Shelter cats, dogs from five Hawaiian isles board chartered plane to find homes on U.S. mainland

More than 600 Hawaii shelter cats and dogs are en route to the U.S. mainland to seek their forever homes in one of the largest pet rescue flights in history organized by national nonprofits, Greater Good Charities and Wings of Rescue.

The mission, dubbed “Paws Across the Pacific,” planned stops on Kauai, Oahu, Maui and Hawaii island in a chartered, Hercules C-130 plane, in coordination with the Hawaii Emergency Management Agency and Hawaii Veterinary Medical Association.

It made a second stop in Honolulu this evening to pick up shelter cats and dogs from the Hawaiian Humane Society.

The Hawaii dogs and cats are being flown to shelters in Washington state, Oregon, Idaho, and Montana, where they are expected to be adopted into forever homes.

“Pet shelters in Hawaii are in a COVID-19 crisis,” said Liz Baker, CEO of Greater Good Charities, in a news release. “Normal operations have been affected by months of shutdown, economic downturn, limited hours, and routine flights to mainland halted, The Paws Across the Pacific flight is urgently needed to make space in Hawaii’s shelters for at-risk pets who otherwise wouldn’t be able to receive necessary care to survive.”

>> PHOTOS: Shelter animals prepare to leave Honolulu

Hawaii shelters that are participating include the Kauai Humane Society, Hawaiian Humane Society, Lanai Cat Sanctuary, Hawaii Island Humane Society, Maui Humane Society and Aloha ‘Ilio Rescue.

By unofficial estimates, there will be more cats than dogs on the plane.

→ **PROVIDED MATERIAL**:

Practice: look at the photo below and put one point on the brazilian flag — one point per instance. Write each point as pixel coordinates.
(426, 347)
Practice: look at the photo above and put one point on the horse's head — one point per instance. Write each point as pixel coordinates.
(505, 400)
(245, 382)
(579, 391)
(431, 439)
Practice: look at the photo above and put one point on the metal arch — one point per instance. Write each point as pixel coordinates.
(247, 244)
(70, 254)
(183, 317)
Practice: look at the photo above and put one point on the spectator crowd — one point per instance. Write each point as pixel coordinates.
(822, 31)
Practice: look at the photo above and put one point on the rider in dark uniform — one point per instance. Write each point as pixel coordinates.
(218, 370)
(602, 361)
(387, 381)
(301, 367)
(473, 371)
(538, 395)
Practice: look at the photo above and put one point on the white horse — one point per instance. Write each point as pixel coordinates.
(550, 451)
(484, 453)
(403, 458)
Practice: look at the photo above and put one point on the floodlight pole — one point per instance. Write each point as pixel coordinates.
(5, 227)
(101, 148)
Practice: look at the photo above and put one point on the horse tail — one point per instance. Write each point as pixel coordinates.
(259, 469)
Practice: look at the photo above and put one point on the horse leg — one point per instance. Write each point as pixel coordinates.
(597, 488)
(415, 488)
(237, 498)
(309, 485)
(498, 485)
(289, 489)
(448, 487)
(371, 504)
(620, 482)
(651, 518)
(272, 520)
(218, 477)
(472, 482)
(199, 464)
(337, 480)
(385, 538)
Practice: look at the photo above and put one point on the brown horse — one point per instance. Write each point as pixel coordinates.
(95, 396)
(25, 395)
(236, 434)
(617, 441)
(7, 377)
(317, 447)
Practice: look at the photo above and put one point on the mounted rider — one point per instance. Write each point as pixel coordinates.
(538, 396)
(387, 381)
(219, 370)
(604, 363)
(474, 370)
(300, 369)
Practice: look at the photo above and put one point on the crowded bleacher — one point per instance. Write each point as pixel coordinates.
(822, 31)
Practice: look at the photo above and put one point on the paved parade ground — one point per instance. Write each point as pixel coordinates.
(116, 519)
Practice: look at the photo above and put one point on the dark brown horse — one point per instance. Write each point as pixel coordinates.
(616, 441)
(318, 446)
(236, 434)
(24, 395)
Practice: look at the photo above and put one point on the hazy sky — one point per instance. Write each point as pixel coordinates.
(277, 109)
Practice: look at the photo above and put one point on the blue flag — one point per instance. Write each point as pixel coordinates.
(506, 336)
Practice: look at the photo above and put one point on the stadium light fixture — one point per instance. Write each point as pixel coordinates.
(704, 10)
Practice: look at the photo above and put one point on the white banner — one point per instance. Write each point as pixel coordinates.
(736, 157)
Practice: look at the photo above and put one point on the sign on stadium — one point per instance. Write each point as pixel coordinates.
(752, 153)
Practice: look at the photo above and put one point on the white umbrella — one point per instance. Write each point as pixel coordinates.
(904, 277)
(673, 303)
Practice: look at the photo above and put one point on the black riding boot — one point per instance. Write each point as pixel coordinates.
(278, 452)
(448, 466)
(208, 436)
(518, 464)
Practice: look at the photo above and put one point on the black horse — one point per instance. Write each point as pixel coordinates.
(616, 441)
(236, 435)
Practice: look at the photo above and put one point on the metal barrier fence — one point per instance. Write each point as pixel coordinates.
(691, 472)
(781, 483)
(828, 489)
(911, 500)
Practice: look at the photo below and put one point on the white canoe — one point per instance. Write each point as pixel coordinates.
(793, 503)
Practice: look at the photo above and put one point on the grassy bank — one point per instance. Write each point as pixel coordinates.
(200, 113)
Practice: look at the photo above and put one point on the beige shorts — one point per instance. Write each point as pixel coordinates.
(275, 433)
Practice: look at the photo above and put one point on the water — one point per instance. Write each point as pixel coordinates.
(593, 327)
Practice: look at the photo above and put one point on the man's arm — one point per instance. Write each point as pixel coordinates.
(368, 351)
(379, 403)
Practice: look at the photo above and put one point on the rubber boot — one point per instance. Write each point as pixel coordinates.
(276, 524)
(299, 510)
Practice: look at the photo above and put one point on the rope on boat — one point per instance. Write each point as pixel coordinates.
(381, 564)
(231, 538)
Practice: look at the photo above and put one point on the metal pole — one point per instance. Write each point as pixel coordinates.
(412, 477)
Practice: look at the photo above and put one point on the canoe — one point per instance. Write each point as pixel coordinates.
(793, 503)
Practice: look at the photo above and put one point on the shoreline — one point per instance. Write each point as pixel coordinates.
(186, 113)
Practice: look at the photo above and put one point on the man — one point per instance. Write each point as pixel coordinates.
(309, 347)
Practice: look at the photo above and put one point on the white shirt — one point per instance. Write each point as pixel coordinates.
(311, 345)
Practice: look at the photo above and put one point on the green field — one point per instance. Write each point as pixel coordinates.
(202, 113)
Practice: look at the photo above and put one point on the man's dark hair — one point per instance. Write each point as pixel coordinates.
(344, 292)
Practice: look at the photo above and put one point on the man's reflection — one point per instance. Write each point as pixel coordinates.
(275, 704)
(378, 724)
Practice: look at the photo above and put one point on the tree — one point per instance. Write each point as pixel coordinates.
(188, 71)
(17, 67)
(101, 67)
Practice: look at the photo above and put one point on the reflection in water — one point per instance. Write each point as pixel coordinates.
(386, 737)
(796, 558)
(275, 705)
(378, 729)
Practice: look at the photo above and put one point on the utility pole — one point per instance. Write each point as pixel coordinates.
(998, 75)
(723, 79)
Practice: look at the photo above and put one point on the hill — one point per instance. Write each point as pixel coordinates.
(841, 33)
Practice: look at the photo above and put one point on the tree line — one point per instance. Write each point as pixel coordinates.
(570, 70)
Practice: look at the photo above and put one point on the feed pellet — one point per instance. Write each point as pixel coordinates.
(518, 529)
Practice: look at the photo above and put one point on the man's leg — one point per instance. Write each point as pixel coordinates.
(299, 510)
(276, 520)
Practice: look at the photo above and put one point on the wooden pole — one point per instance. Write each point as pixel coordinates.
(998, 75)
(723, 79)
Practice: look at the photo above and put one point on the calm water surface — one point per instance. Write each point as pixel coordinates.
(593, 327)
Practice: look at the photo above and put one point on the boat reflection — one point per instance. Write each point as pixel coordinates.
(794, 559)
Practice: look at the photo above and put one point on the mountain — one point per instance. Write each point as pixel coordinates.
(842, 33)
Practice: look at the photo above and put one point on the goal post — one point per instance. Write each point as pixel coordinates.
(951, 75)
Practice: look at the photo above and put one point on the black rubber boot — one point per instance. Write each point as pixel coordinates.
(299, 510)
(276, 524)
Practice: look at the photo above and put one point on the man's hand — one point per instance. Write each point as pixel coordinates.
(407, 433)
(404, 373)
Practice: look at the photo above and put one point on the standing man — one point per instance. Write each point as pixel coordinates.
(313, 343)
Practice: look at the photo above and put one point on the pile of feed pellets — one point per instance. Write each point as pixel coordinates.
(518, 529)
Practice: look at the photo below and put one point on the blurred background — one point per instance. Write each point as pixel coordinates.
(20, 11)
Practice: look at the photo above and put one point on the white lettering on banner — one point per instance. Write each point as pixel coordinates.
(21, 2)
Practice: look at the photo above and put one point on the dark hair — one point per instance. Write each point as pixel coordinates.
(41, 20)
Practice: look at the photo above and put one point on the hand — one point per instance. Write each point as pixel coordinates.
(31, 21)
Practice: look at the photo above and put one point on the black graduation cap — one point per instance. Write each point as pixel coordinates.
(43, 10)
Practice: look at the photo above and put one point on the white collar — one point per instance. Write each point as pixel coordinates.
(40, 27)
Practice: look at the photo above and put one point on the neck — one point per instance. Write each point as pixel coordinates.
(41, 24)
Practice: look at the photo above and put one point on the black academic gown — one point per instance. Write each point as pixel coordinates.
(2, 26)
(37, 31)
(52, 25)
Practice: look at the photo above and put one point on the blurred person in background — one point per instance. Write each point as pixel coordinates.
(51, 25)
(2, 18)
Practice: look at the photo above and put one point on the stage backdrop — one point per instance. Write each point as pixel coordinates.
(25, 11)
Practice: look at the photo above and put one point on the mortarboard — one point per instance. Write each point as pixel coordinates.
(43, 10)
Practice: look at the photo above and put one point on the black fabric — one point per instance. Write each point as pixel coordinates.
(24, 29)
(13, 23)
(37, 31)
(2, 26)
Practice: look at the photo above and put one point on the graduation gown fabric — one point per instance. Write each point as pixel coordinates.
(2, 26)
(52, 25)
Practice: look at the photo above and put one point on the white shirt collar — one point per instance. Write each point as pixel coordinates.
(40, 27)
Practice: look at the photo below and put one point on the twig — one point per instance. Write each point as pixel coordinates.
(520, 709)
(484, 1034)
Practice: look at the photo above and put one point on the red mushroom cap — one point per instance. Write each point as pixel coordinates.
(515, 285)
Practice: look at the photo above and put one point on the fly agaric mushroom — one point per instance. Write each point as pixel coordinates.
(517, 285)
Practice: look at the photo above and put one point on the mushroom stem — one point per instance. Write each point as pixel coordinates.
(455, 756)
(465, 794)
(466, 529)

→ **WHAT YOU NEED TO DO**: From the article about the shelter pet flight, list every Hawaii shelter it names as taking part.

→ **SOLUTION TO THE EXERCISE**: Kauai Humane Society, Hawaiian Humane Society, Lanai Cat Sanctuary, Hawaii Island Humane Society, Maui Humane Society, Aloha ‘Ilio Rescue